**Page:**
%%

« Gérald Darmanin ne bâtit pas qu’une prison. Il trace une frontière. »
Par Jules Torres, envoyé spécial en Guyane

Si la Guyane peut, sait-on jamais, être de quelque utilité à la France, tant mieux. Faut-il y croire ? Que Darmanin, pour toutes sortes de raisons, tienne à son projet, n’en doutons pas. Il n’est pas le seul à rêver de 2027. Que ce projet voie jamais le jour, d’ici 2028, c’est une autre affaire. Bien des événements grands ou petits peuvent en interrompre le cours d’ici là, c’est évident. Reste la tendance lourde, celle là, qui finit par contraindre à imaginer et peut-être à mettre en œuvre, obligé qu’on y sera, des solutions à l’insécurité invasive, elle aussi, qu’on eût trouvées inenvisageables peu avant. Ainsi va le train des choses auxquelles même les républiques idéologiques finissent par devoir se plier ou se dissoudre… Cet article-reportage est paru au JDD le 17 mai. JSF
Depuis la Guyane, le ministre de la Justice annonce la création d’un quartier de prison ultrasécurisé au cœur de la jungle amazonienne. Le JDD révèle les plans de cette forteresse isolée, conçue pour enfermer les criminels les plus dangereux du narcotrafic et les islamistes.

À perte de vue, la jungle. Un océan de feuillages serrés, moites, impénétrables. Pas une route, pas une ligne électrique, pas un souffle humain. Seulement la rumeur de la forêt, les cris stridents des singes hurleurs, le vacarme des insectes et cette chaleur lourde, gluante, qui poisse la peau. C’est là, dans cette matrice verte où l’on avance plus à la machette qu’en voiture, à 7 000 kilomètres de Paris, que Gérald Darmanin a décidé de frapper fort.
Depuis la Guyane, où il est en déplacement jusqu’à lundi, le ministre de la Justice annonce au Journal du dimanche la construction d’une prison hors norme : 500 places, un quartier de haute sécurité pour une soixantaine de narcotrafiquants, une aile pour une quinzaine de détenus radicalisés – islamistes et fichés S. « J’ai décidé d’implanter en Guyane la troisième prison de haute sécurité de France. Soixante places, un régime carcéral extrêmement strict, et un objectif : mettre hors d’état de nuire les profils les plus dangereux du narcotrafic », déclare le ministre au JDD.

%%

**Consigne A:** D'après l'article sur la prison en Guyane, combien de places comptera au total l'établissement annoncé par le ministre de la Justice ?
**Consigne B:** Traduisez en anglais la phrase suivante de l'article sur la prison en Guyane : « Il n’est pas le seul à rêver de 2027. »

Enregistrements issus d'une source de données:
%%

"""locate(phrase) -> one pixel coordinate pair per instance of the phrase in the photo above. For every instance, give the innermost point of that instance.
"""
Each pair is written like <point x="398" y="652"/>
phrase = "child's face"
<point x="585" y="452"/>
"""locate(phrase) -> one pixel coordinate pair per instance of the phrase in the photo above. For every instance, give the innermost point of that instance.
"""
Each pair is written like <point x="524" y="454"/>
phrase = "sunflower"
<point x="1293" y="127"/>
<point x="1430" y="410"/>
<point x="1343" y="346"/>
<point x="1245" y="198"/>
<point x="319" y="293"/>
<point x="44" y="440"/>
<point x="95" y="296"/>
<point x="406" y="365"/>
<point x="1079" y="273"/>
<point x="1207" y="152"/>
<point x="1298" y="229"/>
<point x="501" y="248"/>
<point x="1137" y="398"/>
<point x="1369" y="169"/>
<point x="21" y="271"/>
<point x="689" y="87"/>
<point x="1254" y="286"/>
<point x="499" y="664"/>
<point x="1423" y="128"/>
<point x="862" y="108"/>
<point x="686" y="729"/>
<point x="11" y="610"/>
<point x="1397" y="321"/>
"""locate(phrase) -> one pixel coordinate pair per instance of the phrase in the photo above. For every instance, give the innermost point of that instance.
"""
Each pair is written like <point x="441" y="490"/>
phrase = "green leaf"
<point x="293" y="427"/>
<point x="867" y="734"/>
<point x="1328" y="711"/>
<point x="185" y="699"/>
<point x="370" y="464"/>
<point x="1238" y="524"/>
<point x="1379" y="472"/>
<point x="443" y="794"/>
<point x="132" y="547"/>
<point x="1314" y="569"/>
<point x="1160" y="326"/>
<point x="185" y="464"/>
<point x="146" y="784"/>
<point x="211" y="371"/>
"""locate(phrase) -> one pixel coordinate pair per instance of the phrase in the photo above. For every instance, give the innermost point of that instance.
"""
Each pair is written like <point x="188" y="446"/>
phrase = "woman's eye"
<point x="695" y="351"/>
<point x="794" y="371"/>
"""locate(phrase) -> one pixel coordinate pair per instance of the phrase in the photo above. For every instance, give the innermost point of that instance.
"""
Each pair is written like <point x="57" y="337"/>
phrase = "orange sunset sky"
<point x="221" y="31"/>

%%

**Réponse complète A:** 500 places.

**Réponse complète B:** He is not the only one dreaming of 2027.